**Provided data**
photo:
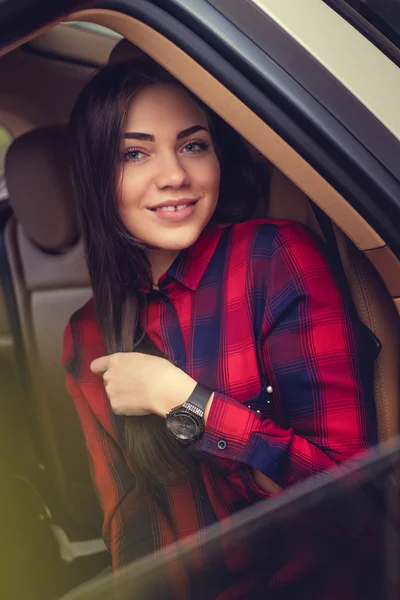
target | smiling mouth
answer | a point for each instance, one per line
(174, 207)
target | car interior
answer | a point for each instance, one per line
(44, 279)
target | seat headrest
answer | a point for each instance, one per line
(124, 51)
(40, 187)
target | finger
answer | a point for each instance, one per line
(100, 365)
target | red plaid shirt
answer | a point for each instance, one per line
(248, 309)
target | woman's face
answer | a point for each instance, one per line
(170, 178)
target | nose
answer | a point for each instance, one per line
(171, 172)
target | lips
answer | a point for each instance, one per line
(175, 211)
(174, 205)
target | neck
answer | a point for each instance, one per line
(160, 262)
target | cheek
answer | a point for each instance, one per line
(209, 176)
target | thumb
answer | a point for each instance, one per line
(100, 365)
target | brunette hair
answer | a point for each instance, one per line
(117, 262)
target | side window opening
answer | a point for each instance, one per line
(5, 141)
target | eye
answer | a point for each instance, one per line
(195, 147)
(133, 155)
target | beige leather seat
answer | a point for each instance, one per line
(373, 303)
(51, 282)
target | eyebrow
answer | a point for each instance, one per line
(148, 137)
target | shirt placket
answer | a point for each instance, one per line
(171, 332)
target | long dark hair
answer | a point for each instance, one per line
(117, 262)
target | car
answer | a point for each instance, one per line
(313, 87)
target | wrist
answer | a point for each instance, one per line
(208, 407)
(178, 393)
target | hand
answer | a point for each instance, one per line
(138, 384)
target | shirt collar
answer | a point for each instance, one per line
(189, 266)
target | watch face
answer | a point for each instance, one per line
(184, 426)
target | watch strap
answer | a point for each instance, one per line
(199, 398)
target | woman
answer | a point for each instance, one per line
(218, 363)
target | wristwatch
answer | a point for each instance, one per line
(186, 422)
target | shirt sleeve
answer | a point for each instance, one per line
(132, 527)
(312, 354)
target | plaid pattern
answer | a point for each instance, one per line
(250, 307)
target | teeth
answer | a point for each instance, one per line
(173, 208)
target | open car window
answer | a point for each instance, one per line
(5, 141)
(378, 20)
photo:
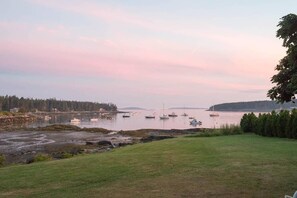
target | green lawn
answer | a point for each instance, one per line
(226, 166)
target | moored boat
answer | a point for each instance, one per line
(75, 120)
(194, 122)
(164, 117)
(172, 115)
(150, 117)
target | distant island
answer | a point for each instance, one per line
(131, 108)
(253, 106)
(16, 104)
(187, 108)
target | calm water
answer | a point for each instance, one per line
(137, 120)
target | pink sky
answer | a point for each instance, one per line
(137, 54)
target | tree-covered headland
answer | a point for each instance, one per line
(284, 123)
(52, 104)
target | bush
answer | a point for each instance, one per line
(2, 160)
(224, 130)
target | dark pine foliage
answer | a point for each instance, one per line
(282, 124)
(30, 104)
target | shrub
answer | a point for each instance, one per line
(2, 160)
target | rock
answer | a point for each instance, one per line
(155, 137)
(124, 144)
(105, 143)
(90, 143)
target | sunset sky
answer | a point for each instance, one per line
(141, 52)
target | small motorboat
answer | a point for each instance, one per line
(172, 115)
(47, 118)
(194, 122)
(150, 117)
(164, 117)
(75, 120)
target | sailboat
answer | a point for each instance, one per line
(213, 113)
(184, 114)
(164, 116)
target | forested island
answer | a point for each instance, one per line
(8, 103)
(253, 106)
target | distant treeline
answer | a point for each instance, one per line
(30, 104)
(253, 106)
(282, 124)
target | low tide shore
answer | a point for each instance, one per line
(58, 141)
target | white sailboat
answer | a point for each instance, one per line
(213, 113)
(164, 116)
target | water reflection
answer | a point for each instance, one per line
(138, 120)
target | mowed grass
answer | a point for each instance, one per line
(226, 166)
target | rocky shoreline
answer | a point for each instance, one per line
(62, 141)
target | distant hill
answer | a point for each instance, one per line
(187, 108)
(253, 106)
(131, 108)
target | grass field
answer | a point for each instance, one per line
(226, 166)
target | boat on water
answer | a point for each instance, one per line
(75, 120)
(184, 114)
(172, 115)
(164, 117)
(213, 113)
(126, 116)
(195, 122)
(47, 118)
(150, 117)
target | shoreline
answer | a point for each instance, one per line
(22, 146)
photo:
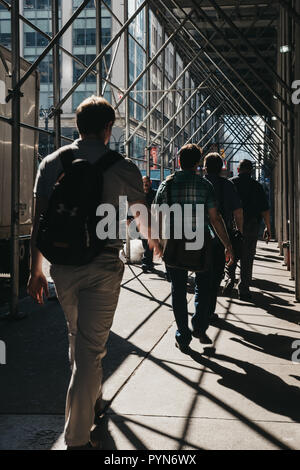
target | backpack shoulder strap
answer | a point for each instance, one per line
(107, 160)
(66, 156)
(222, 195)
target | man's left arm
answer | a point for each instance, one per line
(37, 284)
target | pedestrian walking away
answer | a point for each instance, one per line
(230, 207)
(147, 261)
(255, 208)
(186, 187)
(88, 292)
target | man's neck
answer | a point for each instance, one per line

...

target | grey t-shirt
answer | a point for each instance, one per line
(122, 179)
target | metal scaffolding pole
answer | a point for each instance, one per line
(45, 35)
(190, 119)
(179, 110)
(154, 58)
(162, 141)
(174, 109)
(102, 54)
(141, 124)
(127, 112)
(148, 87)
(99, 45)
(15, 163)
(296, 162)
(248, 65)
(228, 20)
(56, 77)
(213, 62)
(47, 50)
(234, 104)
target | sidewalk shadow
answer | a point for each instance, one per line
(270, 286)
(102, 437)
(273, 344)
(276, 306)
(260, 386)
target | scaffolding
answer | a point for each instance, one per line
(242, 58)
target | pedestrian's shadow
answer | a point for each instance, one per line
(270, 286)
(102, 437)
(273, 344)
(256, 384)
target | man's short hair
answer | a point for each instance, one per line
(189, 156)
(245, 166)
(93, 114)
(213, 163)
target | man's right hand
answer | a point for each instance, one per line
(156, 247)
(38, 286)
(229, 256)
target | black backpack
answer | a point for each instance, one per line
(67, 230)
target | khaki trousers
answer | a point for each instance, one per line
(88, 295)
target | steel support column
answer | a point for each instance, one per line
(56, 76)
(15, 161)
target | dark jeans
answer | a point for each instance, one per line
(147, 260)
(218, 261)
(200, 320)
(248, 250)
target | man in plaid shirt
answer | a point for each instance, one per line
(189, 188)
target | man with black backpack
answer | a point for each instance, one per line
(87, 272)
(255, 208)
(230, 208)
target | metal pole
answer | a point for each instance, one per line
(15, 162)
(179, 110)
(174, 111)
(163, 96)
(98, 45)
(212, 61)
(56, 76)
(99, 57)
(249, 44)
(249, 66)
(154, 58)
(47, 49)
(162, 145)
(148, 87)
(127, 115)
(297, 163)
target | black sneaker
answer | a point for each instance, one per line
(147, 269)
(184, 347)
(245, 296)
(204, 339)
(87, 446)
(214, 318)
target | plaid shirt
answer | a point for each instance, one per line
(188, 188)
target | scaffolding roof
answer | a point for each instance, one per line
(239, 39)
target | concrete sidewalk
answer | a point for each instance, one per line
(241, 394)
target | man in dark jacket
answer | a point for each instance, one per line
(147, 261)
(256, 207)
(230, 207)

==

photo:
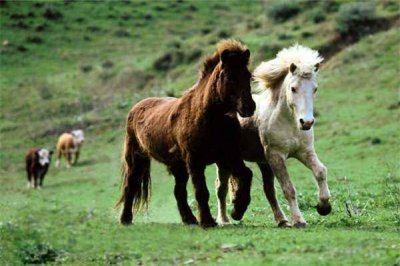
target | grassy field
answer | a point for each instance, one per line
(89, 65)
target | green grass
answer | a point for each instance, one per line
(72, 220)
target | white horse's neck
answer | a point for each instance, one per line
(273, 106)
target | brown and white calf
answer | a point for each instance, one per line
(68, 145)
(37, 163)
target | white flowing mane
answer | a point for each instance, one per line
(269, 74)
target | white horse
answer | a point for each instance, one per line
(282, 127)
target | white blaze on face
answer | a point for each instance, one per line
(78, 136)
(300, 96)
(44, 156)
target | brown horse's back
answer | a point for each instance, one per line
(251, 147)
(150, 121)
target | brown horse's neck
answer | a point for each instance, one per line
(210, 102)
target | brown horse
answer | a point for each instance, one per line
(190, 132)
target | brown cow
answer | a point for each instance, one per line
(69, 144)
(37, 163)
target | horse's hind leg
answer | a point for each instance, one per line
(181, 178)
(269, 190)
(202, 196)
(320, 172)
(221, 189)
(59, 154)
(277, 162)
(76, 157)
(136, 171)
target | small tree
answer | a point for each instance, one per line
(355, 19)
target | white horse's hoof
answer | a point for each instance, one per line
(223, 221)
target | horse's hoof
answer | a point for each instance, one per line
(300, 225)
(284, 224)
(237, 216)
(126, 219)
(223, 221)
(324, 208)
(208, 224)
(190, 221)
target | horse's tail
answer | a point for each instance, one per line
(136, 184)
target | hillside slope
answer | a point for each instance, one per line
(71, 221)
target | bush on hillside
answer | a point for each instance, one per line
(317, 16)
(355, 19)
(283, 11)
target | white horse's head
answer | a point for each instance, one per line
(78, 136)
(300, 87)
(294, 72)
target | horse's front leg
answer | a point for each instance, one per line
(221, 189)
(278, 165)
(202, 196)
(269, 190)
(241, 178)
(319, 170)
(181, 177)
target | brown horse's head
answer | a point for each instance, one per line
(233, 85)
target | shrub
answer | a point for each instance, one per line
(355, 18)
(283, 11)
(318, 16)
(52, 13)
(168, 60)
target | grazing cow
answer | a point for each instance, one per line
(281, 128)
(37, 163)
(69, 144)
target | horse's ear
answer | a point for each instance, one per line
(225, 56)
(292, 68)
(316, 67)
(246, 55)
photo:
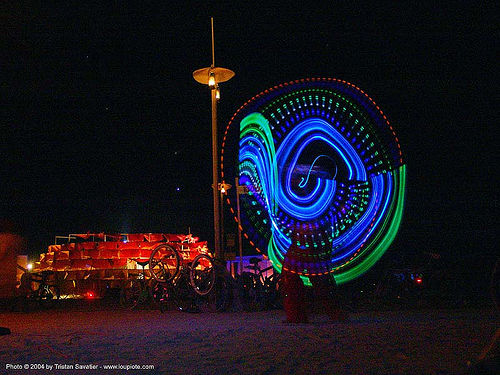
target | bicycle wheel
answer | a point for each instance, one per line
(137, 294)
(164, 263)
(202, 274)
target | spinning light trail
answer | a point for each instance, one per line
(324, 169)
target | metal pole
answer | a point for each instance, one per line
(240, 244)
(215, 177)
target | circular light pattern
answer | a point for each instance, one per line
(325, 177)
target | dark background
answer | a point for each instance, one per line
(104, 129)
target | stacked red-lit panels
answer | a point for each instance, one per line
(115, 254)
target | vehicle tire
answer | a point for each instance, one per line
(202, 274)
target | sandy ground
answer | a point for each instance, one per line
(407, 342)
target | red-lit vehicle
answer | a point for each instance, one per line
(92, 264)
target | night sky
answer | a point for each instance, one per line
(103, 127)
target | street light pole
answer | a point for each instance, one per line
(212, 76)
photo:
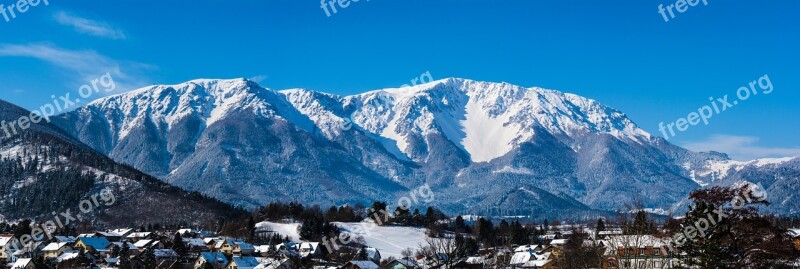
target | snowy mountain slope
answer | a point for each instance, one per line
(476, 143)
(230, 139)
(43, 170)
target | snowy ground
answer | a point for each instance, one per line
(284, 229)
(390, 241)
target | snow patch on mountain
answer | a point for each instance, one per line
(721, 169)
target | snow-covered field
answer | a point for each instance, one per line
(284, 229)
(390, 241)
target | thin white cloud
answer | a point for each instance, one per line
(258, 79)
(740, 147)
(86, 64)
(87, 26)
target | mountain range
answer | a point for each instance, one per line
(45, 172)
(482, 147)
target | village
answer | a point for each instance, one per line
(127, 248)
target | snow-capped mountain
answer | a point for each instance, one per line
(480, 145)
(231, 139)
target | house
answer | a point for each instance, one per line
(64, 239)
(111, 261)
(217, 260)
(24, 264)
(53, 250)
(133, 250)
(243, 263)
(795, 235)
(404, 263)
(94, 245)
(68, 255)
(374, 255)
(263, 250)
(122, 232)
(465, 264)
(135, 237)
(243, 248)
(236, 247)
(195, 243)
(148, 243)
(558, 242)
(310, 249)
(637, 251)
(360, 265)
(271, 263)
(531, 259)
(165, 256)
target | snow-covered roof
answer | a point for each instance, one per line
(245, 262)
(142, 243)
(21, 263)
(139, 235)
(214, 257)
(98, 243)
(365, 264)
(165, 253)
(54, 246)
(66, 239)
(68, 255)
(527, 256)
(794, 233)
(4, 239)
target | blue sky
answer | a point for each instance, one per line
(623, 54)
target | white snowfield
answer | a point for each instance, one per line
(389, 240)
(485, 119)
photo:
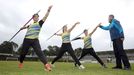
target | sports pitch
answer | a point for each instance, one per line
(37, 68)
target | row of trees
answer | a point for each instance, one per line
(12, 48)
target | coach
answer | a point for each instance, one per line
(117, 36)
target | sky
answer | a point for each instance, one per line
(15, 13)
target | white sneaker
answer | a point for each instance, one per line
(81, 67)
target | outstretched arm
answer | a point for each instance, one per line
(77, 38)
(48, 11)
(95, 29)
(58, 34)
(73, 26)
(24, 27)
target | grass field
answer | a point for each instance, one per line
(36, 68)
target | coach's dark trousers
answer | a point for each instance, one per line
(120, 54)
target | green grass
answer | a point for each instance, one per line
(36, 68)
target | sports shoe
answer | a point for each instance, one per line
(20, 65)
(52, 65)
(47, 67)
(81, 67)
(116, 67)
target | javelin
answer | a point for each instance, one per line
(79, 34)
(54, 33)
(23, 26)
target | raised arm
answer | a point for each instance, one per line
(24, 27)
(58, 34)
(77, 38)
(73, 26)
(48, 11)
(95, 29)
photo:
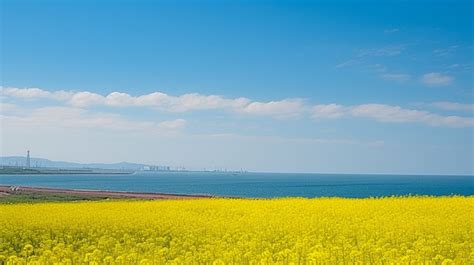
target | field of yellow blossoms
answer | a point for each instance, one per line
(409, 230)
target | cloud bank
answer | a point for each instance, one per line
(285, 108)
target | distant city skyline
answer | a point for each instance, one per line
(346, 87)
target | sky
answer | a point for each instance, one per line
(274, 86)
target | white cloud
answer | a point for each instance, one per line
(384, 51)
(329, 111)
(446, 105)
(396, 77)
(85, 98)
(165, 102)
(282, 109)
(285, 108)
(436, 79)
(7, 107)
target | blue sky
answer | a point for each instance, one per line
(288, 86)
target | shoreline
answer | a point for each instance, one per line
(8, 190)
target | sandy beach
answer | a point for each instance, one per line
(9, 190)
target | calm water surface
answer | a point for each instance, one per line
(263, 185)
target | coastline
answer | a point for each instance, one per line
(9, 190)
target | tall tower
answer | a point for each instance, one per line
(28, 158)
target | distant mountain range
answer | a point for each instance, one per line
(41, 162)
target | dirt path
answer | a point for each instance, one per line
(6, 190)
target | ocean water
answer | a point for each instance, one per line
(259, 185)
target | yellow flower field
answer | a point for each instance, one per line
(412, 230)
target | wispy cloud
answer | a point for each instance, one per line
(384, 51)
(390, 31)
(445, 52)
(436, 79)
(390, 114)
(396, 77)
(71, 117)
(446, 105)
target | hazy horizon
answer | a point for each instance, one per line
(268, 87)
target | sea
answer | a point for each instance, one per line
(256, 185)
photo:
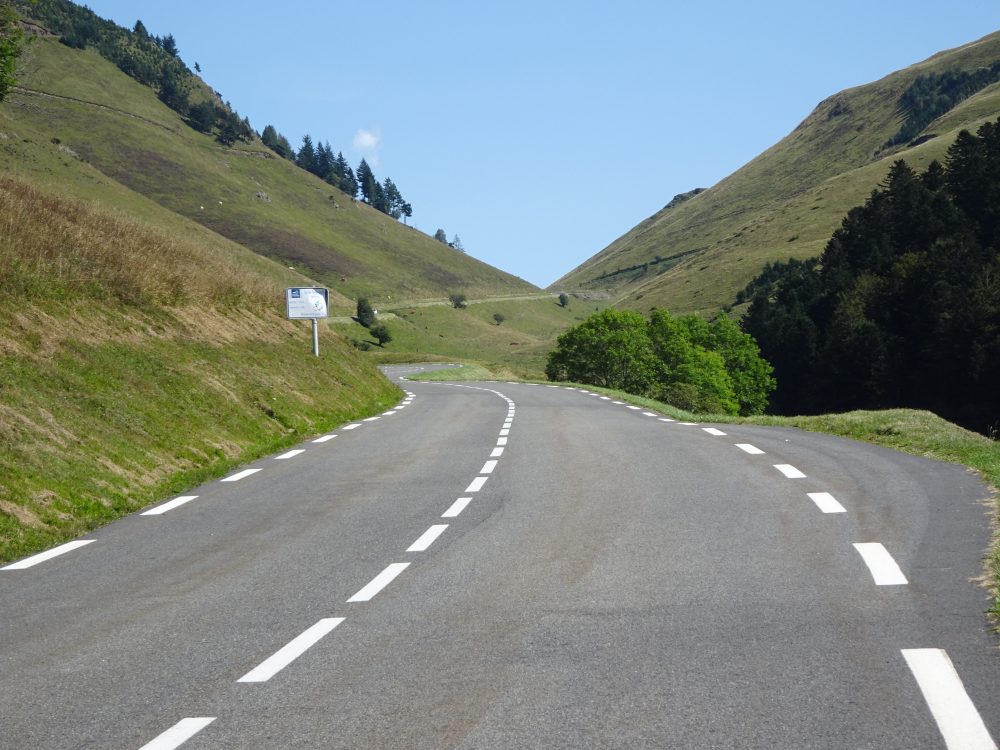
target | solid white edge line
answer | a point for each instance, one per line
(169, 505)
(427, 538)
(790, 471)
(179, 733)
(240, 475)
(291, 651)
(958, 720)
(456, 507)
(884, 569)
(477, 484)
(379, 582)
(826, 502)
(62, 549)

**Work instructions**
Count the lines in the items above that contain the string "pattern", matching case exactly, and give only the number.

**Answer for this exercise**
2